SUPPLIED DATA →

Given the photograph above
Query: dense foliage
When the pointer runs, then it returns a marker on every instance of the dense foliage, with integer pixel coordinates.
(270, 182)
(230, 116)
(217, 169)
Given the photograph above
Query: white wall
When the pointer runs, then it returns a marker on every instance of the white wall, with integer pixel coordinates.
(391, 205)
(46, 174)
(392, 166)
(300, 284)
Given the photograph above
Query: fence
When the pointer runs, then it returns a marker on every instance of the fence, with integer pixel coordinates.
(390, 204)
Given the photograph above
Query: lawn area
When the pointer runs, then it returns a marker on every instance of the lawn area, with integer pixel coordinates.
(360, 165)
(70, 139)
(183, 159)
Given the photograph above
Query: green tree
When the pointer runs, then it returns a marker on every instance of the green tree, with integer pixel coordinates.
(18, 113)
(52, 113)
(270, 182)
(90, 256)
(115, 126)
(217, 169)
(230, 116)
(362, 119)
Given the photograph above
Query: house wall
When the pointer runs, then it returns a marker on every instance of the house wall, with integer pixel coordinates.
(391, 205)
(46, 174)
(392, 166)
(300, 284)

OBJECTIVE → Reproduce every one of the entries above, substituting "point" for each occurrence of "marker" and leaving all other text unchanged.

CORRECT RESULT →
Given the photograph above
Query: dense foliage
When the pointer runs, then it returns a point on every instance of the dense foliage, with integer pixel coordinates.
(270, 182)
(230, 116)
(217, 169)
Given the photograph above
Query: white wall
When the pointer runs, then it returns a point on every instance of the white wall, with integer pixel coordinates.
(391, 205)
(46, 174)
(392, 166)
(300, 284)
Given the photograph above
Query: fence
When the pointer runs, then it returns a point on every instance of the fence, with integer pixel coordinates.
(390, 204)
Given the photograph above
Query: lawn area
When the pointer runs, then it returns a point on every instance of the lawn area, with integer pixel coordinates.
(360, 165)
(70, 139)
(183, 159)
Given the photograph above
Query: green tree
When the pointer runs, then it returns a point on every instance of the green tree, with integer pixel coordinates.
(18, 113)
(52, 113)
(270, 182)
(90, 256)
(115, 126)
(217, 169)
(230, 116)
(362, 119)
Given the photograph above
Query: house wall
When the pointer runs, then it returns a point on every instance of the house wall, with integer pixel coordinates.
(391, 205)
(46, 174)
(392, 166)
(300, 284)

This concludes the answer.